• **EXCERPT PROVIDED**

__________

Your BRIDGE back to being active at every age and stage

After the Cast is Gone…–March 11, 2014

After the Cast is Gone…

A Story of Casts, Braces, Pain, and Weakness

After the cast comes off, strength has gone on vacation, coordination takes extra effort, and there are weird aches and pains. Sound familiar? It’s a story we hear frequently.

In addition to the trauma of a bone break, the cast can be the source of your current pain and weakness. Why? When the muscles are taken out of action to allow the bone to heal, the communication to the muscles is put on hold. When the cast comes off, the communication doesn’t magically return to normal. Sort of like when your computer crashes. The new hard drive doesn’t automatically talk to the computer—you have to do some set-up work to get things back to normal.

The same thing happens with your muscles. Once the cast comes off, the communication to those muscles need help returning to normal. We are able to re-stabilize the muscle relationships by going back to the sequences the muscles originally learned when you were an infant. This has the added benefit of un-doing any compensations you’ve developed while the cast was on.

We’ve been helping clients restore muscle sequences following casts for several years. Interestingly our observations were supported by findings published in “In Vivo Alterations in Skeletal Muscle Form and Function after Disuse Atrophy” published on October 2009 in Medicine & Science in Sport and Exercise.

…”the influence of different disuse models on regulating the loss of muscle mass and strength, with immobilization causing greater reductions than bed rest and limb suspension do…”

 

What does this mean to you?

Your leg or arm is immobilized with a cast or brace. Your strength does not return and, often, you have nagging pain or stiffness somewhere.

What do we find?

Your muscle function is not differentiated in the manner it should be—zones of miscommunication caused by the immobilization.

What do we do?

Similar to restoring your computer, we restore the fundamental relationships and sequences of integrated movements. Once the basics are back in order, your strength returns, coordination improves, and pains become distant memories. All in just a couple of sessions.

 

A Note from Cara

Putting you back together-

Strained backs from shoveling, shoulders from tennis injuries, or stress in arms from walking your dogs. The common link? Something else that happened years ago.

Very often the headaches and pains you experience from something mundane are really just the straw that “broke the camel’s back.” Frequently, the real culprit is a long forgotten broken arm or broken ankle as a child. We find the cast creates a gap in muscle communication not automatically restored when the cast comes off.

__________

• **EXCERPTED RECORDS**
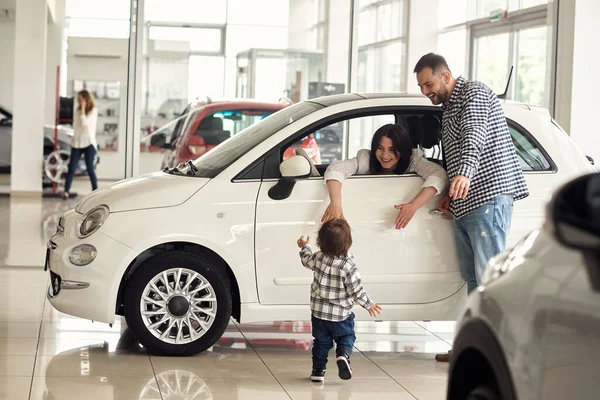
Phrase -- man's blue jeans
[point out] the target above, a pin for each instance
(480, 235)
(325, 333)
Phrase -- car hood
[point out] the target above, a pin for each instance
(155, 190)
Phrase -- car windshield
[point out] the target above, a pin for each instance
(216, 160)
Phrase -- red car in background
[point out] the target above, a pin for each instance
(205, 124)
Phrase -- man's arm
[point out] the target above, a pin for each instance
(354, 287)
(308, 258)
(474, 130)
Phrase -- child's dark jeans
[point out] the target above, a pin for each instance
(325, 333)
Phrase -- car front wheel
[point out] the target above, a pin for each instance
(178, 304)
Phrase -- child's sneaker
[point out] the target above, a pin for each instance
(344, 370)
(317, 375)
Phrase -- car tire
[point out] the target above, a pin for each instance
(483, 393)
(184, 316)
(478, 367)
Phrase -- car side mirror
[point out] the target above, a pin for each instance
(574, 213)
(159, 140)
(292, 170)
(591, 160)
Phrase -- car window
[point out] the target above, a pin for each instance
(530, 155)
(222, 124)
(216, 160)
(181, 122)
(326, 145)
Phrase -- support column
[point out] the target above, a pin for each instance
(575, 105)
(29, 97)
(422, 36)
(54, 56)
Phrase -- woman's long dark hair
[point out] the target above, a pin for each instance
(401, 142)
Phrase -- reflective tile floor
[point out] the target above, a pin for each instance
(48, 355)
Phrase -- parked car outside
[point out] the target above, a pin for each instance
(532, 331)
(179, 252)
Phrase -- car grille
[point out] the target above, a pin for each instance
(55, 281)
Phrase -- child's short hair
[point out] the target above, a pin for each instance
(335, 238)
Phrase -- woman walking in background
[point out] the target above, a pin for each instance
(84, 139)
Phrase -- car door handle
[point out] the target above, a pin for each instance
(438, 213)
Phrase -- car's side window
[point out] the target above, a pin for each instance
(530, 154)
(326, 145)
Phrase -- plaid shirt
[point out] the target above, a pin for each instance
(477, 144)
(336, 285)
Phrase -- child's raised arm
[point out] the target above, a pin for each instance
(355, 289)
(306, 255)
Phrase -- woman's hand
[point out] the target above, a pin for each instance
(333, 211)
(444, 205)
(303, 242)
(407, 211)
(374, 310)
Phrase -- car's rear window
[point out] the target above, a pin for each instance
(216, 160)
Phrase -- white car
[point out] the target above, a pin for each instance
(532, 331)
(180, 252)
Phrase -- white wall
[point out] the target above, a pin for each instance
(7, 65)
(584, 106)
(422, 36)
(577, 59)
(338, 42)
(102, 60)
(301, 18)
(29, 78)
(54, 55)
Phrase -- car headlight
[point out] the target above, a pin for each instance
(92, 221)
(505, 262)
(83, 255)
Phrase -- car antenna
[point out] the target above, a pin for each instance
(503, 95)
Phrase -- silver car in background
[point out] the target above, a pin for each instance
(532, 331)
(55, 163)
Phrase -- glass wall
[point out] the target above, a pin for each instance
(382, 45)
(190, 50)
(482, 42)
(97, 46)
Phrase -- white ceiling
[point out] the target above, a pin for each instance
(8, 4)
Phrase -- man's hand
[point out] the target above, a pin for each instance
(459, 187)
(407, 211)
(303, 242)
(333, 211)
(444, 205)
(374, 310)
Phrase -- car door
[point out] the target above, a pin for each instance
(571, 338)
(412, 266)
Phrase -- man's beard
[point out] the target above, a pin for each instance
(442, 95)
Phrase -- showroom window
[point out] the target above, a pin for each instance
(481, 43)
(382, 45)
(531, 156)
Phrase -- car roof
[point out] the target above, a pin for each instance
(236, 104)
(403, 98)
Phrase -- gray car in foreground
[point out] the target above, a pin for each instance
(532, 331)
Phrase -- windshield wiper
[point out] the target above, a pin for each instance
(193, 170)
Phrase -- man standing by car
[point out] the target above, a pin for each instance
(482, 165)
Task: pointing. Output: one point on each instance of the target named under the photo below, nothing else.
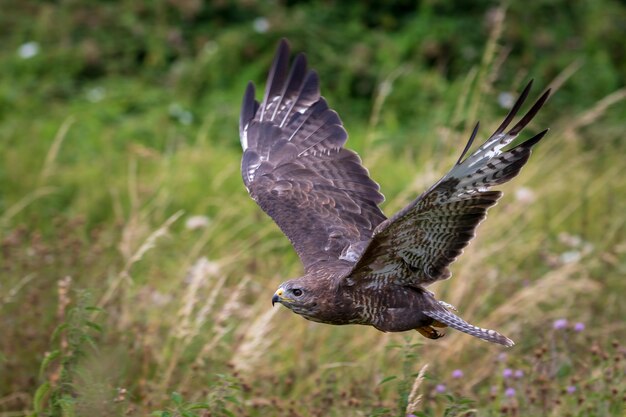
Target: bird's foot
(429, 332)
(448, 306)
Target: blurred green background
(125, 226)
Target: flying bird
(361, 267)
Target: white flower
(261, 25)
(28, 50)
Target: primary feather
(360, 267)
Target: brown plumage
(360, 267)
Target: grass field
(136, 274)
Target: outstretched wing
(295, 167)
(417, 244)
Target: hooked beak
(277, 298)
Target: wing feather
(295, 167)
(416, 246)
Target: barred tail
(452, 320)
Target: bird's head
(299, 296)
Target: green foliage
(118, 125)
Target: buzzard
(359, 266)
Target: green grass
(124, 125)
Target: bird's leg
(448, 306)
(429, 332)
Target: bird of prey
(359, 266)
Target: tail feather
(452, 320)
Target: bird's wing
(295, 167)
(416, 245)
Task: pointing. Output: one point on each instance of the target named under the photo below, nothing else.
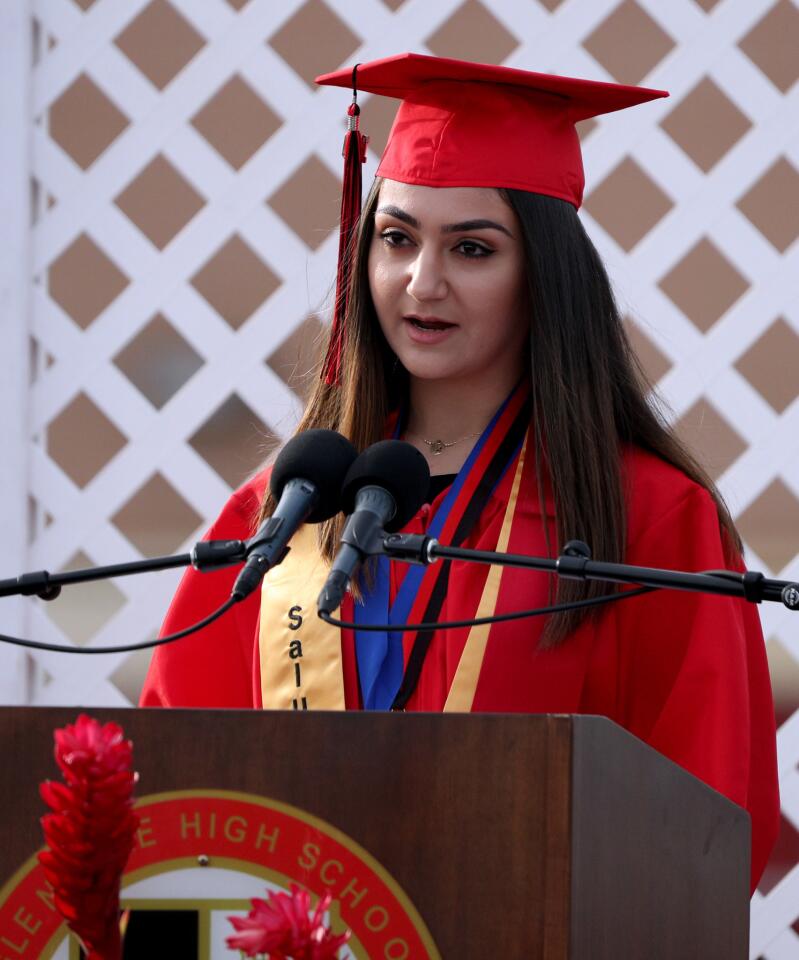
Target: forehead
(445, 204)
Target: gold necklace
(439, 446)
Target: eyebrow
(464, 226)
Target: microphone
(306, 481)
(382, 491)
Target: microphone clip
(410, 547)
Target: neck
(447, 411)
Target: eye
(473, 250)
(393, 238)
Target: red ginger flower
(90, 831)
(282, 928)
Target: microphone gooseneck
(306, 481)
(383, 489)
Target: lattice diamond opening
(472, 33)
(772, 45)
(236, 122)
(82, 610)
(160, 201)
(706, 140)
(156, 519)
(84, 280)
(628, 203)
(704, 284)
(711, 437)
(82, 440)
(333, 41)
(296, 359)
(772, 204)
(160, 42)
(84, 122)
(234, 440)
(771, 365)
(235, 281)
(629, 43)
(309, 202)
(771, 524)
(158, 361)
(129, 676)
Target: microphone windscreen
(395, 466)
(322, 457)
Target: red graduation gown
(685, 672)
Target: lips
(428, 323)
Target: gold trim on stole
(464, 684)
(300, 655)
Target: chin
(431, 370)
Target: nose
(427, 280)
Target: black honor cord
(481, 621)
(399, 628)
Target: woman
(481, 328)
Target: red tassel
(354, 154)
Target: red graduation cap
(462, 124)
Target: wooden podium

__________

• **PROBLEMS AND TASKS**
**1.** Name every disuse model that the quoted study finding in the post on life after a cast mentions.
**2.** Copy everything in the post on life after a cast from "Similar to restoring" down to "couple of sessions.".
The lines aren't needed for anything here.

• **RESPONSES**
**1.** Immobilization, bed rest, and limb suspension.

**2.**
Similar to restoring your computer, we restore the fundamental relationships and sequences of integrated movements. Once the basics are back in order, your strength returns, coordination improves, and pains become distant memories. All in just a couple of sessions.